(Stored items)
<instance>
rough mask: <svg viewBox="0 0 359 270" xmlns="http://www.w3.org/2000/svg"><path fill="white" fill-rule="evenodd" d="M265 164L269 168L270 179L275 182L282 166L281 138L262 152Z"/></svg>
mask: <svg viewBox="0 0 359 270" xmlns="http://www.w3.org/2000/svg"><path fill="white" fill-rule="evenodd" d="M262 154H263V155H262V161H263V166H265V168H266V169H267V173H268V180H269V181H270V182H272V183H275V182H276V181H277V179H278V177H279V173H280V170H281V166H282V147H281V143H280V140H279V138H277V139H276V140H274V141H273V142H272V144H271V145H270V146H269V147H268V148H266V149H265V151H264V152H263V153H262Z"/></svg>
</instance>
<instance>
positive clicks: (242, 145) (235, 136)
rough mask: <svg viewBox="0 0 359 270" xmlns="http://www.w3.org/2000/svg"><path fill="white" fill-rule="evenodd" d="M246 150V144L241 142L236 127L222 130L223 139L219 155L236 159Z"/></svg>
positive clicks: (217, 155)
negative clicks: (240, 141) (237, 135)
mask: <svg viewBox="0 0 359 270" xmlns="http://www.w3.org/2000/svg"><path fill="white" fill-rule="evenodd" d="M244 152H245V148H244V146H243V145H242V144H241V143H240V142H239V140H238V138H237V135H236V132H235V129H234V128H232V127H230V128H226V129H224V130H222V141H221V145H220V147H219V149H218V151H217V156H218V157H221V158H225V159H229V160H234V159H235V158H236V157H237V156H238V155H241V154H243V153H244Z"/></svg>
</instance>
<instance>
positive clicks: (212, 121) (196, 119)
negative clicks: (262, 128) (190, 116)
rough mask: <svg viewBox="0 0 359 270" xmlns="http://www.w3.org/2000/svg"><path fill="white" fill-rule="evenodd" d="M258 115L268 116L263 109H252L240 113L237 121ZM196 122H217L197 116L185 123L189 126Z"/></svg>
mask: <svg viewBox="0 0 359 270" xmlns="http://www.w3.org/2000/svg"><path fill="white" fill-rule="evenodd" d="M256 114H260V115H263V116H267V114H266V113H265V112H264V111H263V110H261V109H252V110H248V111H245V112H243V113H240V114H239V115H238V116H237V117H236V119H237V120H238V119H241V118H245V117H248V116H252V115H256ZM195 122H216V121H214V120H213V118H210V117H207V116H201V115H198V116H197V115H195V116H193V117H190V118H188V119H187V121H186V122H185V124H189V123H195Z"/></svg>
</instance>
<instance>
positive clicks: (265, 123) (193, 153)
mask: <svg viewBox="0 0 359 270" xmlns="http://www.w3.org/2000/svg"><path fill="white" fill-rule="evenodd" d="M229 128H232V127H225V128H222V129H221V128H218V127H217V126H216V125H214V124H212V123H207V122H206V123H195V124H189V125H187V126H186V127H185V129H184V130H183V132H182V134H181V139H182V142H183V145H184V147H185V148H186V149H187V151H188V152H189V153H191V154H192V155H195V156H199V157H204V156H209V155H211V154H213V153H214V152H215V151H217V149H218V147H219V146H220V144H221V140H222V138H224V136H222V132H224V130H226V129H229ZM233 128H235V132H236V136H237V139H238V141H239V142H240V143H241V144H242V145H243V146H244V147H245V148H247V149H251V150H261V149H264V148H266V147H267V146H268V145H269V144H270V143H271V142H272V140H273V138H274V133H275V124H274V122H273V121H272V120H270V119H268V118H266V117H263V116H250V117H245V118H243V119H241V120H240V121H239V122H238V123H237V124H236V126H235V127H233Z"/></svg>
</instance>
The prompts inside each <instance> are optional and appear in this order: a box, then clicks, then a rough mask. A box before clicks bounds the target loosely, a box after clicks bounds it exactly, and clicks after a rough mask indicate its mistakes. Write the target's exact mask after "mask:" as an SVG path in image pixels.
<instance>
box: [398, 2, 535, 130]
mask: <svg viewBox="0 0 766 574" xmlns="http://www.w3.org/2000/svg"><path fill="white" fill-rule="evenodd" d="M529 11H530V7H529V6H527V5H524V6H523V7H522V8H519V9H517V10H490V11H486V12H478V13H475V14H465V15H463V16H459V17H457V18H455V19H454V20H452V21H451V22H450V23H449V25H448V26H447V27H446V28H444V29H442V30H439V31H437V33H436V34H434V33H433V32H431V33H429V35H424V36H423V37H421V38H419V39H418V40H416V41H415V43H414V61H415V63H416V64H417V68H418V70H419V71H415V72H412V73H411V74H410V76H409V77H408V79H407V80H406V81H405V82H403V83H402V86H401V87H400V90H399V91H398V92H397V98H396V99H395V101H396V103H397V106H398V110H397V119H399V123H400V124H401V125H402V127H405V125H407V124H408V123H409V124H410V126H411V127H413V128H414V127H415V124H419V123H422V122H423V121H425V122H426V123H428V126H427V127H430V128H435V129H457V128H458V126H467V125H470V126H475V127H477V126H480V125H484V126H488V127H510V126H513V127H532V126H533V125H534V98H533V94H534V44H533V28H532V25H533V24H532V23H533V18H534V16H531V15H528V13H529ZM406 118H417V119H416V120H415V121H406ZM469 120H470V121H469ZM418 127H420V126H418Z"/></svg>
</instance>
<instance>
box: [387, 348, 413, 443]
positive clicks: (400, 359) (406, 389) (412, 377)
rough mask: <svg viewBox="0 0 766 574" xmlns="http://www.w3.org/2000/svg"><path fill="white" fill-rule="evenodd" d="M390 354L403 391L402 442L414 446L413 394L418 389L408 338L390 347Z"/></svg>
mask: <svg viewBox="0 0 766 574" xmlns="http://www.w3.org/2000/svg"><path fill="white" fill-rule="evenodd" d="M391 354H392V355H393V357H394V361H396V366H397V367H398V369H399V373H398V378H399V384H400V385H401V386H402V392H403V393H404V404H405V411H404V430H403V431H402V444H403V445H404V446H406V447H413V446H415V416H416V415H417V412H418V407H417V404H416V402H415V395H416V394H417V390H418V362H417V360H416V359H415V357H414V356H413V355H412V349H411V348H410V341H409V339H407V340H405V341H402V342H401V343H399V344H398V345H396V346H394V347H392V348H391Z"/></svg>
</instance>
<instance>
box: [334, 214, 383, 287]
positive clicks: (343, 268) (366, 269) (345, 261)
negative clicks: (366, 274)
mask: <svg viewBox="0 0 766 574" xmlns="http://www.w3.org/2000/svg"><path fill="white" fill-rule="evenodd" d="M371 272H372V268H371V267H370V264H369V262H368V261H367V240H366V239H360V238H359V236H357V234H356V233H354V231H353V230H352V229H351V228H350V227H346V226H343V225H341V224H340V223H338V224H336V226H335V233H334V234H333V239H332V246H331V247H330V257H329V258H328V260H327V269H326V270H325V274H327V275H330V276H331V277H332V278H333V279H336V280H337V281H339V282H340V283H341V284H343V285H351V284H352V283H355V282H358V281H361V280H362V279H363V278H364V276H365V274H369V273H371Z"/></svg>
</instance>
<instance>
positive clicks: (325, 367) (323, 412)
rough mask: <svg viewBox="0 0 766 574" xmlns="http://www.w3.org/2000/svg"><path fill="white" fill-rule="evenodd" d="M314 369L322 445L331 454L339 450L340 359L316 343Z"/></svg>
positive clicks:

> **Activity**:
Copy each record from above without leaving any out.

> **Exercise solution**:
<instance>
rough mask: <svg viewBox="0 0 359 270" xmlns="http://www.w3.org/2000/svg"><path fill="white" fill-rule="evenodd" d="M265 164L269 168L270 179L275 182L282 166L281 138L262 152Z"/></svg>
mask: <svg viewBox="0 0 359 270" xmlns="http://www.w3.org/2000/svg"><path fill="white" fill-rule="evenodd" d="M262 154H263V155H262V161H263V166H265V168H266V169H267V173H268V180H269V181H270V182H272V183H275V182H276V181H277V179H278V177H279V173H280V170H281V166H282V147H281V143H280V140H279V138H277V139H276V140H274V141H273V142H272V144H271V145H270V146H269V147H268V148H266V149H265V151H264V152H263V153H262Z"/></svg>
</instance>
<instance>
positive clicks: (242, 145) (235, 136)
rough mask: <svg viewBox="0 0 359 270" xmlns="http://www.w3.org/2000/svg"><path fill="white" fill-rule="evenodd" d="M246 150V144L241 142L236 127L222 130L223 139L219 155L236 159Z"/></svg>
positive clicks: (217, 155)
negative clicks: (240, 141) (237, 135)
mask: <svg viewBox="0 0 359 270" xmlns="http://www.w3.org/2000/svg"><path fill="white" fill-rule="evenodd" d="M244 152H245V148H244V146H243V145H242V144H241V143H240V142H239V140H238V138H237V135H236V132H235V129H234V128H232V127H230V128H226V129H224V130H222V141H221V145H220V147H219V149H218V151H217V156H218V157H221V158H225V159H229V160H234V159H235V158H236V157H237V156H238V155H241V154H243V153H244Z"/></svg>
</instance>
<instance>
positive clicks: (212, 121) (196, 119)
negative clicks: (262, 128) (190, 116)
rough mask: <svg viewBox="0 0 359 270" xmlns="http://www.w3.org/2000/svg"><path fill="white" fill-rule="evenodd" d="M258 115L268 116L263 109H252L240 113L237 121ZM196 122H217L197 116L185 123L189 126Z"/></svg>
mask: <svg viewBox="0 0 359 270" xmlns="http://www.w3.org/2000/svg"><path fill="white" fill-rule="evenodd" d="M256 114H260V115H263V116H267V114H266V113H265V112H264V111H263V110H261V109H252V110H248V111H245V112H243V113H240V114H239V115H238V116H237V117H236V119H237V120H238V119H241V118H245V117H248V116H252V115H256ZM195 122H216V121H214V120H213V118H210V117H207V116H201V115H198V116H197V115H195V116H193V117H190V118H188V119H187V121H186V122H185V124H189V123H195Z"/></svg>
</instance>
<instance>
positive clicks: (265, 123) (193, 153)
mask: <svg viewBox="0 0 359 270" xmlns="http://www.w3.org/2000/svg"><path fill="white" fill-rule="evenodd" d="M229 128H232V127H225V128H222V129H221V128H218V127H217V126H216V125H214V124H212V123H207V122H206V123H195V124H189V125H187V126H186V127H185V129H184V130H183V132H182V134H181V139H182V142H183V145H184V147H185V148H186V149H187V151H188V152H189V153H191V154H192V155H195V156H199V157H204V156H209V155H211V154H213V153H214V152H215V151H217V149H218V147H219V146H220V144H221V140H222V138H224V136H222V132H224V130H226V129H229ZM233 128H235V132H236V136H237V139H238V141H239V142H240V143H241V144H242V145H243V146H244V147H245V148H247V149H251V150H261V149H264V148H266V147H267V146H268V145H269V144H270V143H271V142H272V140H273V138H274V133H275V124H274V122H273V121H272V120H270V119H268V118H266V117H263V116H250V117H245V118H243V119H241V120H240V121H239V122H238V123H237V124H236V126H235V127H233Z"/></svg>
</instance>
The prompts inside each <instance> are optional and appear in this order: a box, then clicks, then a rough mask. A box before clicks bounds the target loosely, a box after clicks bounds it exactly, and clicks after a rough mask indicate its mistakes. Write the target's exact mask after "mask:" as an SVG path in image pixels.
<instance>
box: [398, 2, 535, 130]
mask: <svg viewBox="0 0 766 574" xmlns="http://www.w3.org/2000/svg"><path fill="white" fill-rule="evenodd" d="M529 11H530V7H529V6H527V5H524V6H523V7H522V8H519V9H517V10H490V11H486V12H478V13H475V14H465V15H463V16H459V17H457V18H455V19H454V20H452V21H451V22H450V23H449V25H448V26H447V27H446V28H444V29H442V30H439V31H437V33H436V34H434V33H433V32H431V33H429V35H424V36H423V37H421V38H419V39H418V40H416V41H415V43H414V61H415V63H416V64H417V68H418V70H419V71H415V72H412V73H411V74H410V76H409V77H408V79H407V80H406V81H405V82H403V83H402V86H401V87H400V90H399V91H398V92H397V98H396V99H395V101H396V103H397V106H398V110H397V119H399V123H400V124H401V125H402V127H405V125H407V124H408V123H409V124H410V126H411V127H413V128H414V127H415V124H419V123H422V122H423V121H425V122H426V123H428V126H427V127H430V128H435V129H457V128H458V126H467V125H470V126H475V127H477V126H480V125H484V126H488V127H510V126H513V127H532V126H533V125H534V98H533V94H534V44H533V28H532V25H533V24H532V23H533V18H534V16H531V15H528V13H529ZM406 118H417V119H416V120H415V121H406ZM469 120H470V121H469ZM418 127H420V126H418Z"/></svg>
</instance>
<instance>
box: [387, 348, 413, 443]
positive clicks: (400, 359) (406, 389) (412, 377)
rough mask: <svg viewBox="0 0 766 574" xmlns="http://www.w3.org/2000/svg"><path fill="white" fill-rule="evenodd" d="M390 354L403 391L402 442L414 446L413 394L418 389L408 338L390 347Z"/></svg>
mask: <svg viewBox="0 0 766 574" xmlns="http://www.w3.org/2000/svg"><path fill="white" fill-rule="evenodd" d="M391 354H392V355H393V357H394V361H396V366H397V367H398V369H399V373H398V378H399V384H400V385H401V386H402V392H403V393H404V404H405V411H404V430H403V431H402V444H403V445H404V446H406V447H413V446H415V416H416V415H417V412H418V407H417V404H416V402H415V395H416V394H417V390H418V362H417V360H416V359H415V357H414V356H413V355H412V349H411V348H410V341H409V339H407V340H405V341H402V342H401V343H399V344H398V345H396V346H394V347H392V348H391Z"/></svg>
</instance>
<instance>
box: [334, 214, 383, 287]
positive clicks: (343, 268) (366, 269) (345, 261)
negative clicks: (366, 274)
mask: <svg viewBox="0 0 766 574" xmlns="http://www.w3.org/2000/svg"><path fill="white" fill-rule="evenodd" d="M371 272H372V268H371V267H370V264H369V262H368V261H367V240H366V239H360V238H359V236H357V234H356V233H354V231H353V230H352V229H351V228H350V227H346V226H343V225H341V224H340V223H338V224H336V226H335V233H334V234H333V239H332V246H331V247H330V257H329V258H328V260H327V269H326V270H325V274H327V275H330V276H331V277H332V278H333V279H336V280H337V281H339V282H340V283H341V284H343V285H351V284H352V283H355V282H358V281H361V280H362V279H363V278H364V276H365V274H369V273H371Z"/></svg>
</instance>
<instance>
positive clicks: (325, 367) (323, 412)
rough mask: <svg viewBox="0 0 766 574" xmlns="http://www.w3.org/2000/svg"><path fill="white" fill-rule="evenodd" d="M314 369L322 445L331 454L339 450L340 359L316 343Z"/></svg>
positive clicks:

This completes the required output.